** START Excerpt to read **

So, we had bought Ian’s phone with us to use with a Mexican SIM. This was my old 4E and really not used for anything very much as Ian is even more IT illiterate than I am! Anyway, to cut a very long story short, it was stolen on the metro two days ago, hence our blog may have been a little flat for the last couple of days as it was not a nice experience. Losing the phone was less worrying than any data that might have been on it, but we immediately changed the passwords on our other devices and eventually managed to contact EE to cancel any phone usage, although the phone was obviously wiped with lightening speed as it disappeared off ‘find my phone’ pretty quickly.
a result of all this, we spent some time in the AT&T phone shop yesterday, where the man certainly earned his commission, the whole process being done via google translate on his PC! But first we had to go somewhere to back up the phone. Our young man tells me that we can do this in a local department store for the price of a cup of coffee. The store was easily located - like stepping back in time - the only thing that was missing was young Mr Grace! We then ordered a couple of cappacinos and sat it out whilst the WiFi creaked its way through the back up. Honestly, it does seem that WiFi is pretty poor everywhere here! An hour later we were back with AT&T where same lovely guy changed my card, rang customer services and got the whole thing set up. I have no idea how I will find out if I am running low on data - presumably when the phone goes dead!
Anyway, I am pleased to report that it has all worked out well. Our Uber has turned up and we appear to be getting notifications without it needing the
new number. The Uber that was coming our way is suddenly cancelled but another quickly replaces it and we are given name and licence plate just like they promise in their ads. We are all loaded up by 0905 and off to the Northern bus terminal. I am now a huge Uber fan!
Our driver is really friendly. He has a few words of English and I get by using French words with an ‘o’ or ‘i’ on the end of them. It seems to be working. The guy asks us where we live and points out a few places of historical interest on the way. We learn that the city has an aqueduct 500+ years old. Although we know we can tip on Uber from our previous ride we think he might prefer cash. We’re just not sure what is appropriate. We decide on 50 pesos and he looks like the cat that had got the cream. When our Uber receipt arrives for 72 pesos we realise why but we won’t be losing any sleep over it :-).

** END Excerpt to read **
** START Listed records **

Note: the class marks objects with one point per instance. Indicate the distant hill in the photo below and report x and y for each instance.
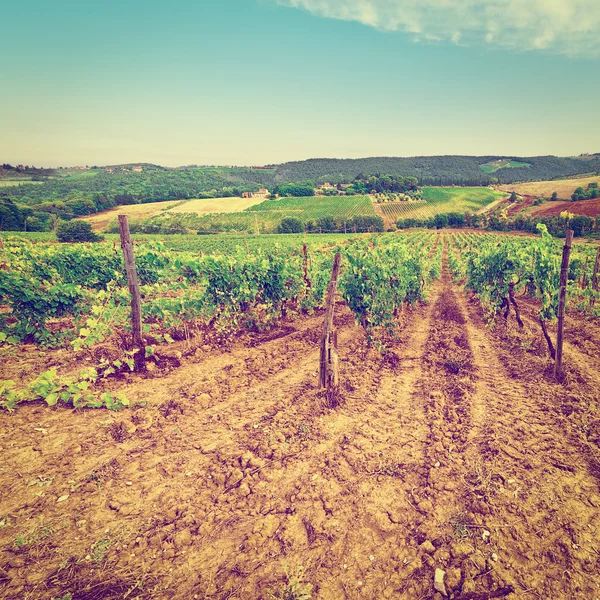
(436, 170)
(36, 197)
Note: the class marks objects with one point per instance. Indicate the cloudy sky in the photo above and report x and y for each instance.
(262, 81)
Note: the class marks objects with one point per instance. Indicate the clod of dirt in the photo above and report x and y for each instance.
(438, 582)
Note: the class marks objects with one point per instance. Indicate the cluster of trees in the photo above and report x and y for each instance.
(381, 184)
(37, 207)
(591, 191)
(298, 190)
(76, 231)
(330, 224)
(582, 226)
(433, 170)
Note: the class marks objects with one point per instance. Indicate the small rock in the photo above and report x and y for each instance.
(244, 489)
(438, 582)
(461, 550)
(16, 563)
(182, 538)
(453, 577)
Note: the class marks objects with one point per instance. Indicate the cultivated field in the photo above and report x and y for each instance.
(265, 216)
(14, 182)
(216, 205)
(590, 208)
(440, 200)
(544, 189)
(137, 212)
(231, 475)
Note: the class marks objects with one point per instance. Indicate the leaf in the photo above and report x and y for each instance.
(51, 399)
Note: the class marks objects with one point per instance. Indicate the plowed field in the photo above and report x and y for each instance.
(236, 478)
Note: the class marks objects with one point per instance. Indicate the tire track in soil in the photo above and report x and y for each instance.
(352, 546)
(168, 442)
(360, 442)
(528, 479)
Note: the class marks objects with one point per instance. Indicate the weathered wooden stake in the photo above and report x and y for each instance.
(584, 276)
(329, 365)
(596, 268)
(305, 265)
(134, 290)
(564, 272)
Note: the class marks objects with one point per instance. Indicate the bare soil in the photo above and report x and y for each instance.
(455, 450)
(544, 189)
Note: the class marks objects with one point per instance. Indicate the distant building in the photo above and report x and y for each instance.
(262, 193)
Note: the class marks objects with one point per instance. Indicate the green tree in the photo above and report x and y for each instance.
(290, 225)
(76, 231)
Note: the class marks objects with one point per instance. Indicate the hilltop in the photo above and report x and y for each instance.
(34, 198)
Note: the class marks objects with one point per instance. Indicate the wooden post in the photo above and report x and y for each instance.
(329, 366)
(584, 276)
(305, 265)
(134, 290)
(564, 272)
(596, 268)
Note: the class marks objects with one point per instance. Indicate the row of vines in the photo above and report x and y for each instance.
(76, 296)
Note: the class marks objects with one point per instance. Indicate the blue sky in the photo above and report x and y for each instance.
(264, 81)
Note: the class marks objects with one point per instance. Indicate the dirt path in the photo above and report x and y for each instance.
(451, 451)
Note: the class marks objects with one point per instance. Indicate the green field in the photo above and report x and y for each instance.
(264, 217)
(224, 243)
(441, 200)
(503, 164)
(14, 182)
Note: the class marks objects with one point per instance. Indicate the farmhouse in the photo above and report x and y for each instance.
(262, 193)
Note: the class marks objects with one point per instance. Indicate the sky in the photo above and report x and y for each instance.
(252, 82)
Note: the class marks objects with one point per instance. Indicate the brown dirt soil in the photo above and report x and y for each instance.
(454, 450)
(589, 208)
(544, 189)
(101, 220)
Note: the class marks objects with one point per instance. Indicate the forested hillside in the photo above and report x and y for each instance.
(437, 170)
(46, 195)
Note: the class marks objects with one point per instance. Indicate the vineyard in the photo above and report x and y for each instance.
(203, 458)
(441, 200)
(264, 217)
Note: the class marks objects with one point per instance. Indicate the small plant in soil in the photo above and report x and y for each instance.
(295, 589)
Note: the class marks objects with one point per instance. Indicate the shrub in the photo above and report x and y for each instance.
(76, 231)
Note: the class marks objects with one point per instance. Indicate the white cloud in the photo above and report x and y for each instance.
(570, 27)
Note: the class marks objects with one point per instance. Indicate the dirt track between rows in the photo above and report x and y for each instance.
(455, 450)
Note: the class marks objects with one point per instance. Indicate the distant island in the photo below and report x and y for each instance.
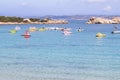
(19, 20)
(100, 20)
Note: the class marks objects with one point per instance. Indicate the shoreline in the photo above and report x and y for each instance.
(48, 22)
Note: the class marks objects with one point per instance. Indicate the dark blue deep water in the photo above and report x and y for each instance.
(50, 55)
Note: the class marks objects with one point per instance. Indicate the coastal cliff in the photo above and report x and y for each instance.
(99, 20)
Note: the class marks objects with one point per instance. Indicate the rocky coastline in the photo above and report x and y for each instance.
(100, 20)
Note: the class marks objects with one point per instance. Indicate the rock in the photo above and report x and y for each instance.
(99, 20)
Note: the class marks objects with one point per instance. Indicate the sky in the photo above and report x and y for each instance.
(59, 7)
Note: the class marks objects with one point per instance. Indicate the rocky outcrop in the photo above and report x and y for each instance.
(99, 20)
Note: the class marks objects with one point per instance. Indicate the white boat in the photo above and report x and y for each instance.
(80, 30)
(115, 32)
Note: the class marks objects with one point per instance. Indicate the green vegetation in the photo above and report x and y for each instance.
(10, 19)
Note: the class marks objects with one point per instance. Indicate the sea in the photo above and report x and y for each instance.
(51, 55)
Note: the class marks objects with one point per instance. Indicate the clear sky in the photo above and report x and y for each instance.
(59, 7)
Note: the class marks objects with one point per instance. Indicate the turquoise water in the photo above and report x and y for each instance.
(50, 55)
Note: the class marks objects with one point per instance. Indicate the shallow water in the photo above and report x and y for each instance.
(50, 55)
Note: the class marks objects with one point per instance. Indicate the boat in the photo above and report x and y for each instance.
(13, 31)
(26, 34)
(115, 32)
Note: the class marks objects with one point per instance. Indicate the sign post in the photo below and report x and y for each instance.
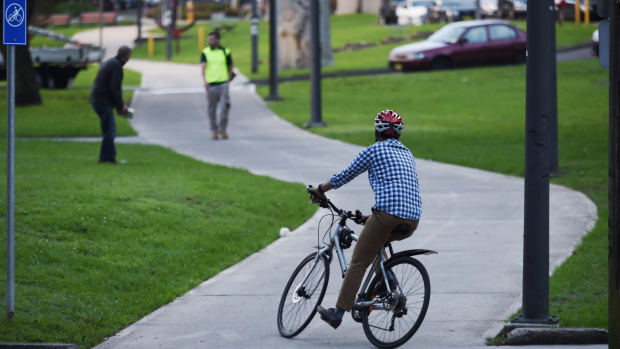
(14, 26)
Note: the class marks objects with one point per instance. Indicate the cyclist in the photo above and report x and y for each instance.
(392, 173)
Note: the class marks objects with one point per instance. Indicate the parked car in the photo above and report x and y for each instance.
(463, 44)
(452, 11)
(414, 11)
(511, 8)
(489, 8)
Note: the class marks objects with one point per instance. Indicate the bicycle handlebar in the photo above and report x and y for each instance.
(354, 216)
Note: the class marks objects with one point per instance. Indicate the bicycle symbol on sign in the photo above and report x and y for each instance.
(14, 15)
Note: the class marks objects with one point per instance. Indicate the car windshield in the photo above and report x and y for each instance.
(458, 3)
(447, 34)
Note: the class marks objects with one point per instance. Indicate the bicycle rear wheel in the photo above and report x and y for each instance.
(298, 304)
(393, 328)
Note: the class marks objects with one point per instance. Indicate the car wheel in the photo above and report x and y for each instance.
(441, 63)
(519, 58)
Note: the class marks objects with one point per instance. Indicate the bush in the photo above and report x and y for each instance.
(231, 12)
(74, 9)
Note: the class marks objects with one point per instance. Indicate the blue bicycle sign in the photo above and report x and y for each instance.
(15, 15)
(15, 22)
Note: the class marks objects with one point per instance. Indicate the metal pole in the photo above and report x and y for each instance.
(553, 116)
(315, 66)
(169, 27)
(254, 33)
(139, 19)
(10, 192)
(273, 52)
(101, 25)
(614, 177)
(537, 111)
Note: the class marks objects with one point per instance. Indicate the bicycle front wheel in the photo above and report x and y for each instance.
(398, 315)
(298, 304)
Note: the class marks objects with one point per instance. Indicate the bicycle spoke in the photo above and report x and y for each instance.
(298, 303)
(413, 285)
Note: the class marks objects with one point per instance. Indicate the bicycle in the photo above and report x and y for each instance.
(383, 303)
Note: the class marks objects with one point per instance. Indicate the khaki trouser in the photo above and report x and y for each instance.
(218, 95)
(376, 233)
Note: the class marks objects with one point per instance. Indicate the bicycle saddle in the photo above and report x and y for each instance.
(402, 229)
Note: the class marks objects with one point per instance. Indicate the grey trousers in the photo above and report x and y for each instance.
(218, 96)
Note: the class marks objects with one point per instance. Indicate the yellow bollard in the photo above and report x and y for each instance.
(190, 11)
(201, 39)
(577, 12)
(151, 45)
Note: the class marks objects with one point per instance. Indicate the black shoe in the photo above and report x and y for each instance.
(328, 316)
(109, 161)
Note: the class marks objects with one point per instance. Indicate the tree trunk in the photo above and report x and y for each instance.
(294, 34)
(26, 86)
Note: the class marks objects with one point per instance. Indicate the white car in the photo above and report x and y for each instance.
(413, 12)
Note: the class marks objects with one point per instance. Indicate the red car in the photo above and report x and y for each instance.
(463, 44)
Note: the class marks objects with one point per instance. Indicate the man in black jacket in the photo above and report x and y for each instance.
(106, 95)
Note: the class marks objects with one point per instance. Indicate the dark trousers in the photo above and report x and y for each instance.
(108, 128)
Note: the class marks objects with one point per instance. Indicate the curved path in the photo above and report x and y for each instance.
(473, 218)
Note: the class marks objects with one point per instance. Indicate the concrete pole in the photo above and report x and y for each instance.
(614, 177)
(254, 33)
(10, 184)
(553, 116)
(537, 111)
(316, 117)
(274, 95)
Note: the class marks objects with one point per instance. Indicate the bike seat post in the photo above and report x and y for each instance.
(381, 261)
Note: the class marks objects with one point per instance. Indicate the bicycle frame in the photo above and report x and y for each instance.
(334, 242)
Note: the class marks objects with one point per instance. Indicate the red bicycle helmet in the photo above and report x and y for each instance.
(388, 122)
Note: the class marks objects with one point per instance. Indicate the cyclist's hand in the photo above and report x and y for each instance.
(316, 197)
(363, 219)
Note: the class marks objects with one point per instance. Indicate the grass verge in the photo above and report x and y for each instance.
(475, 118)
(67, 113)
(100, 246)
(346, 29)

** END Listed records **

**To do**
In the blog excerpt about the stolen phone, how many pesos did the writers give their Uber driver in cash?

**Problem solution**
50 pesos.